**Written task A:**
Answer these questions from the article about Allen and Kraft:
(i) How many federal criminal investigations do Allen and Kraft say stem from their work?
(ii) From how many counties do they post news of public corruption?
(iii) What did township road commissioners use public funds to do?
**Written task B:**
Please rewrite the part of the article about Allen and Kraft that opens with the words containing "In that process, Allen" and closes with "to gain access.", putting "public records requests" in place of "Freedom of Information Act requests".
**Written task C:**
Continue the article about Allen and Kraft from the point where it stops.

Kraft asked a local school board to act as the videographer for the school play, but was told the job was not on the agenda for that particular meeting. However, he heard the next day that the job was discussed and awarded to someone else.

Allen and Kraft, who are members of Investigative Reporters and Editors, the Society of Professional Journalists and the Chicago Headline Club, work off of tips they receive through their tip line and also allow people to anonymously send emails. They post news of public corruption from 21 counties on their website and include corresponding court documents when possible.

They say there are now seven federal criminal investigations that stem from their work. They recently uncovered the questionable, and what they constitute as illegal, campaign spending of current Illinois Auditor General Frank Mautino, which not only led to a criminal investigation, but a complaint with the Illinois State Board of Elections.

In that process, Allen and Kraft filed Freedom of Information Act requests for records from Mautino’s office that they knew he possessed because they had their own copies from other sources. When Mautino failed to provide the records, they sued him to gain access.

“That’s the biggest public official or biggest public impact we’ve had at the state level,” Allen said. “We try to focus more on local government. We’ve always said if you can’t fix it at the local level, you’re not going to fix it at the state level.”

In recent years, Allen and Kraft have focused on local housing commissioners who used public credit cards for purchases for their spouses, township road commissioners who used public funds to oil and chip private driveways, and county elected officials who received health insurance benefits in direct violation of the law.

**Provided data:**
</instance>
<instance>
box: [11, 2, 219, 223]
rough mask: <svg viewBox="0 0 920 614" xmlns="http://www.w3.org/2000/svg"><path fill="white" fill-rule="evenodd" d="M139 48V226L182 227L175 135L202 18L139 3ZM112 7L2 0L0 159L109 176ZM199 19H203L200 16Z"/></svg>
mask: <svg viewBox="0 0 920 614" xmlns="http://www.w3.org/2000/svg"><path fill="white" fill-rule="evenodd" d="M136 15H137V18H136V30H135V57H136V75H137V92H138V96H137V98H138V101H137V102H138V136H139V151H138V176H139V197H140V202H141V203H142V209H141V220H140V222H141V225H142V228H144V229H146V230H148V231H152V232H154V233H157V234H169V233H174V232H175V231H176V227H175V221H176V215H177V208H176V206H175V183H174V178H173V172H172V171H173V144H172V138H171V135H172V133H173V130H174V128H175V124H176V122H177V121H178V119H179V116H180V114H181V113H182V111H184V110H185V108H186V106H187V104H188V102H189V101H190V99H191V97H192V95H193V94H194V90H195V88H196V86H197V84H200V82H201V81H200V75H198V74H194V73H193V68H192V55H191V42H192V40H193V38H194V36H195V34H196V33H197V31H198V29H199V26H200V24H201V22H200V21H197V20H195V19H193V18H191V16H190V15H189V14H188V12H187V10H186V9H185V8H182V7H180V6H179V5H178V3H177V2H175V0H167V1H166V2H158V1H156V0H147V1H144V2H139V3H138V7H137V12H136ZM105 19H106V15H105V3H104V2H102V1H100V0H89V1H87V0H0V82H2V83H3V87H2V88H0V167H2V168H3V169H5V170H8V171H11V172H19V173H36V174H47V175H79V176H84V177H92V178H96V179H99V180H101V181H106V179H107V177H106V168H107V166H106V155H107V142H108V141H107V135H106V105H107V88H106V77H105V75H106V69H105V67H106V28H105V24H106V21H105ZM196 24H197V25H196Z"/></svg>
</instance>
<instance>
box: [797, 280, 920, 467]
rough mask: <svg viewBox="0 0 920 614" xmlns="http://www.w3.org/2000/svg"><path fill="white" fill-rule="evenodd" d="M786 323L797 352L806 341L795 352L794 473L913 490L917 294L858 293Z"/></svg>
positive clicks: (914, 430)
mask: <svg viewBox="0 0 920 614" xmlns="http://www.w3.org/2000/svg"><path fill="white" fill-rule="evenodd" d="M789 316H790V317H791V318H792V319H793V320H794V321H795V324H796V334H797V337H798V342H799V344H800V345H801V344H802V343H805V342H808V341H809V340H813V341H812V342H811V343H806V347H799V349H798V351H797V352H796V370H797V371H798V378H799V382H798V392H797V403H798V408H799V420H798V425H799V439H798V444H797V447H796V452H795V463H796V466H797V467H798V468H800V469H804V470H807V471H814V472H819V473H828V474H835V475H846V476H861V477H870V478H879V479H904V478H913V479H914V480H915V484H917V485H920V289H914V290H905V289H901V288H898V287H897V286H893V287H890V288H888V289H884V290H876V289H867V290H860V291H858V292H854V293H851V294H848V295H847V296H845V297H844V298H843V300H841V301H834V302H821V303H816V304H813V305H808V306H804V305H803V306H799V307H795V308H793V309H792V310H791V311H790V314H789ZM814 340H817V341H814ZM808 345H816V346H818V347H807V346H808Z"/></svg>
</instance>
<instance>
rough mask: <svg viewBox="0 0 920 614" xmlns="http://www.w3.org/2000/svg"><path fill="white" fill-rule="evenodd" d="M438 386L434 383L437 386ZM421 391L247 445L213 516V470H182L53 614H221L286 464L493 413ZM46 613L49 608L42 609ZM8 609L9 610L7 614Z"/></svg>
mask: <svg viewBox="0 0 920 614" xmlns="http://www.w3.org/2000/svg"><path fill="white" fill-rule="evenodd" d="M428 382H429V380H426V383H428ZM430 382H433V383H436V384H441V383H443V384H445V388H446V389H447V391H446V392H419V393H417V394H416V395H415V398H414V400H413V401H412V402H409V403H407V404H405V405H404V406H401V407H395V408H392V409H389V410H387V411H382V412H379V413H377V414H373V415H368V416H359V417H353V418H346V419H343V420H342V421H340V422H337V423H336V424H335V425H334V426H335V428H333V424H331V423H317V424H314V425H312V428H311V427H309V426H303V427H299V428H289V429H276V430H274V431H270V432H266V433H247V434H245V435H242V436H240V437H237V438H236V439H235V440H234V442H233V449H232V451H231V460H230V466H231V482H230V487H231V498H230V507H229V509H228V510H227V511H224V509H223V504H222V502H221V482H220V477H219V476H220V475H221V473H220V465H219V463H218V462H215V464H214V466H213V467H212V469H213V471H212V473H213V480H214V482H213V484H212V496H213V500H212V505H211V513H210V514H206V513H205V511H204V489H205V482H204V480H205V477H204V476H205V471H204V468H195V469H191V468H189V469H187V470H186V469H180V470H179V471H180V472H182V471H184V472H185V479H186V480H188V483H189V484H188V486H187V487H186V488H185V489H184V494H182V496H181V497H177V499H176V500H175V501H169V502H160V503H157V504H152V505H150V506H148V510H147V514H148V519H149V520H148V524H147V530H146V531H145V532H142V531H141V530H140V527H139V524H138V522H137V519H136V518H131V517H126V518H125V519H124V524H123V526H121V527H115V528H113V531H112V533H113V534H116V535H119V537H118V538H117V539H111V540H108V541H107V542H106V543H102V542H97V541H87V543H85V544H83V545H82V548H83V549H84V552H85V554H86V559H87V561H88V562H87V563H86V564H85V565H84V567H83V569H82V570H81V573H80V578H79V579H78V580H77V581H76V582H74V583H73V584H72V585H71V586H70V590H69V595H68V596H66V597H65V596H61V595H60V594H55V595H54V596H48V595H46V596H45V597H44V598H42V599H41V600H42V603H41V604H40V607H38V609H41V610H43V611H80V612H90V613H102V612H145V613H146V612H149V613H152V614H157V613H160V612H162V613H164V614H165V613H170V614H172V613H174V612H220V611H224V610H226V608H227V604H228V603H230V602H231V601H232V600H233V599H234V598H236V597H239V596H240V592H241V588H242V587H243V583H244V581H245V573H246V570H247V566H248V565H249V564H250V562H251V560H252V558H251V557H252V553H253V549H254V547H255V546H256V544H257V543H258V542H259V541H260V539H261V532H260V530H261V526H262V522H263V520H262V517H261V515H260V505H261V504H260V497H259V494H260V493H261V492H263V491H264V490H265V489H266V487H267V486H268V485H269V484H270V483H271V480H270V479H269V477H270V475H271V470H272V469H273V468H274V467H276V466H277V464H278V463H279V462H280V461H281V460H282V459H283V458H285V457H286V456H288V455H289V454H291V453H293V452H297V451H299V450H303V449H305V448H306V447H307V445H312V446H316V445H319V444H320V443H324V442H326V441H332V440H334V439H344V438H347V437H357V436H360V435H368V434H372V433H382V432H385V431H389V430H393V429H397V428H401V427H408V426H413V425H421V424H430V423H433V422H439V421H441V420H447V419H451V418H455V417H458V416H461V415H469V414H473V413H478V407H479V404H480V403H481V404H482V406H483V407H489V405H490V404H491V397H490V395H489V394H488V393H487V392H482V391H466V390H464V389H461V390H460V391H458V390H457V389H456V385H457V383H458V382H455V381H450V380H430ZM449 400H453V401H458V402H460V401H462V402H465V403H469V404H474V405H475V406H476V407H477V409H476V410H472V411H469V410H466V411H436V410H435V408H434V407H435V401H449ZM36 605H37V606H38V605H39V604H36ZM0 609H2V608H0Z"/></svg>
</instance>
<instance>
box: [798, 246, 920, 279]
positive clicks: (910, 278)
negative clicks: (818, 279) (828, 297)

**Task answer A:**
(i) Seven
(ii) 21
(iii) Oil and chip private driveways

**Task answer B:**
In that process, Allen and Kraft filed public records requests for records from Mautino’s office that they knew he possessed because they had their own copies from other sources. When Mautino failed to provide the records, they sued him to gain access.

**Task answer C:**
In an article detailing 83 instances of local public corruption, Allen and Kraft also write about Bob Colvin, who they say was appointed as the city of Paris consulting engineer even though he is not an engineer. They say Colvin, a licensed surveyor, billed the water district for work never performed and attempted to bill the water district again for bridge work in another town.

Colvin did not respond to a request for comment.

Allen and Kraft have also written frequently about alleged missteps by public entities in neighboring counties, such as the Clark County Park District Board. In February 2015, they filed a lawsuit against the board the day after it took action in a public meeting without notifying the public what it was voting on or what action it was taking, as required by the Illinois Open Meetings Act.

In November, the Fourth District Appellate Court sided with the Edgar County Watchdogs and reversed the circuit court’s decision to dismiss its suit.

Clark County Park District Board Commissioner Ron Stone, who has also been written about separately for voting to use public money to pay for a mural on his own building, did not respond to a request for comment.

Allen contends that many of the issues they report on occur because public bodies fail to understand or acknowledge the laws that apply to them before they take action.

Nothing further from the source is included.